#### [SOURCE]
** START **
Instead of our normal routine of leaving campus on a Friday evening, we found ourselves piling into the old minivan at 39th and Spruce on a Monday just after noon. The six of us, including Mac Agnese, Catie Hopkins, Cary Kane, Nina Kaledin, Joe Farned, and myself, crammed ourselves and all of our gear into the van for what we hoped would be a four-day excursion. Unlike any other college regatta, or any other national championship prior to this year, all 36 semi-final teams would be at the national finals. However, only 18 would earn the right to sail in the championship. Think of it like making the cut in a major golf tournament, or winning a first-round game at the NCAA tournament (if only Penn could do that….). The format for the semi-finals was, like the past six years, two fleets of 18 boats determined by seeding. The top 9 from each side, “East” and “West” would advance to the final fleet. We qualified for the semis by placing an all-time best 5th in our spring conference championship, but now it was time to prove we belonged in the finals.
The first day of the regatta dawned with light but steady breeze and generally perfect conditions for racing. It was the first time since beginner Optis that I felt pre-race nerves as Cary and I sailed to the starting line. It didn’t take long for those to dissipate after we nailed our first start, winning the pin and sailing to a 4th place finish! We placed 10th the next race giving us a solid position to work with. Mac and Catie sailed next, earning two mid-fleet finishes in B Division to put us in 10th place, only 2 points out of the coveted 9th qualifying spot. Unfortunately the breeze did not cooperate for the rest of the day, forcing the race committee to send us home with only two races in the books and a relatively bleak wind forecast for the following day.
But Wednesday arrived with a solid breeze around 5-8 knots, allowing both A and B Divisions to get in two more races before the wind shut off. Mac and I both sailed consistently by getting 7, 10 and 8, 9 respectively. However, we were still two points out of qualifying after 4 races in each division, so we prayed to the wind gods to deliver a sea breeze sometime before the 5:00 cutoff time for racing. They delivered, bringing in a light southerly across historic Church Point around 3:00. The officials scrambled to set a course and get in additional races.
** END **
#### [SHORT PROBLEM 1]
Decide whether each statement agrees with the regatta account: (a) All 36 semi-final teams would be present at the national finals. (b) The team reached the semis by finishing 9th in its spring conference championship. (c) On Wednesday the breeze was around 10-12 knots. For each one, answer yes or no and quote the words of the account that decide it.
#### [SHORT PROBLEM 2]
According to the regatta account, what was the cutoff time for racing?
#### [SHORT PROBLEM 3]
Continue the account of the sailing regatta from its final sentence.

#### [EXTRACTED DATA]
** START **
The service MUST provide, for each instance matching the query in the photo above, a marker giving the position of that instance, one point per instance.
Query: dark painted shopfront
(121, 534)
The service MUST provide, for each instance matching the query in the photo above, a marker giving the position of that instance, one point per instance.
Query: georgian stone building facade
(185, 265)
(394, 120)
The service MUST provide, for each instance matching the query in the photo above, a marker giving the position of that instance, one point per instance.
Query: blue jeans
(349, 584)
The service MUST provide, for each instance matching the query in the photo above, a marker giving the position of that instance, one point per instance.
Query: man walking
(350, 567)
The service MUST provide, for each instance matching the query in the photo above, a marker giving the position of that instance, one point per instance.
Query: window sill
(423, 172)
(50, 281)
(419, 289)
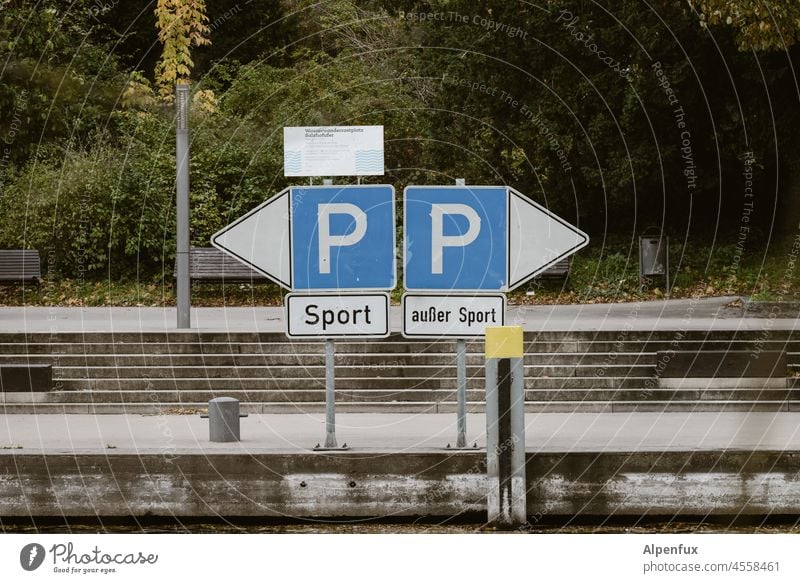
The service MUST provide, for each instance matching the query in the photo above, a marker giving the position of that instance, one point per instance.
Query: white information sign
(456, 316)
(333, 151)
(337, 316)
** END **
#### [WRITTEN RESPONSE 1]
(a) Yes: "all 36 semi-final teams would be at the national finals."
(b) No: "We qualified for the semis by placing an all-time best 5th in our spring conference championship"
(c) No: "Wednesday arrived with a solid breeze around 5-8 knots"

#### [WRITTEN RESPONSE 2]
5:00

#### [WRITTEN RESPONSE 3]
At this point, it was a dogfight for the last spot between us, Wisconsin, Michigan, and UC Santa Barbara. Knowing we would only get two more races each, both Mac and I kept close tabs on those teams off the line. After one more A Division race, we were just inside of qualifying, edging out Wisco by one point. But from there things started to get messy, and our relative inexperience in national competition began to show. We couldn’t quite get it done in either division, losing out to both Wisco and UCSB giving us an 11th place finish.
It was a little disappointing to have to go home early. But having taken a step back to look at just how far we’ve come this year, I can only conclude that our finish at Semi-Finals is simply the next step on our journey to becoming one of the top programs in the nation. Far from being discouraged, we are excited to get back on the water come August!
Jack Swikart ’15
The past two weeks have been some of the most fun I’ve had during my three years of college sailing. Due to the vast difference in final exam dates across the many schools competing in post-season sailing, few, if any, regattas are scheduled from early May through the start of the national championships. This leaves teams whose seasons are not yet over with the task of planning practices in order to keep them sharp during their time off.
For Penn’s first post-season venture in 5 years, the team wanted to practice with some of the premier teams in the country. Thanks to the many connections of our coach Johnny Norfleet, we were invited to practice with some of the best teams in New England over the course of two weeks. Our first trip would take us to Yale from May 20-24, and the second practice would be at Coast Guard from May 27-30.
Exactly a week after final exams ended at Penn, the team reconvened in Philly to drive to Connecticut. A group composed of Mac Agnese, Catie Hopkins, Joe Farned, Patricia Andrade, Cary Kane and I began our long drive up to the New Haven area around 5:00. Nina Kaledin met us at our host house after driving from her own home in upstate New York. We were graciously offered housing at the residences of two Penn Sailing alumni in Essex, CT – Linda Grossman (’91) and George Graf (’55) – where we stayed for the duration of our time in Connecticut.
Our first day at Yale brought very light breeze and balmy temperatures. All 36 of Yale’s boats (18 FJs and 18 Z420s – just like St. Mary’s) were filled on the first day by a number of different teams from across New England. Top programs like Harvard, Tufts, Brown, and Conn College were there, giving the practice the same sort of feeling as a full-on intersectional regatta. The breeze filled in more consistently in the afternoon, allowing us to get some high-caliber practice races in the new Z420s we would be sailing at Nationals.
The second day brought much colder temperatures and intermittent showers, as well as steadier breeze. Most of the teams from the previous day stuck around, so all boats were once again filled. We got more solid practice in the Z420s, learning some of the boat’s ins and outs while practicing against some of the best sailors in the country. After sailing, the Grafs treated the team to a delicious dinner at a great local pizza place.
Our third and final day at Yale came with perfect conditions, though fewer teams were present. The different teams decided collectively to practice in FJs, rounding out a full fleet of 18 for the day. We ran a lot of starts and different boatspeed drills that took us way out into the Long Island Sound. Exhausted, the team returned to Essex where Linda and her husband Craig cooked the team pizzas on their grill cookout-style.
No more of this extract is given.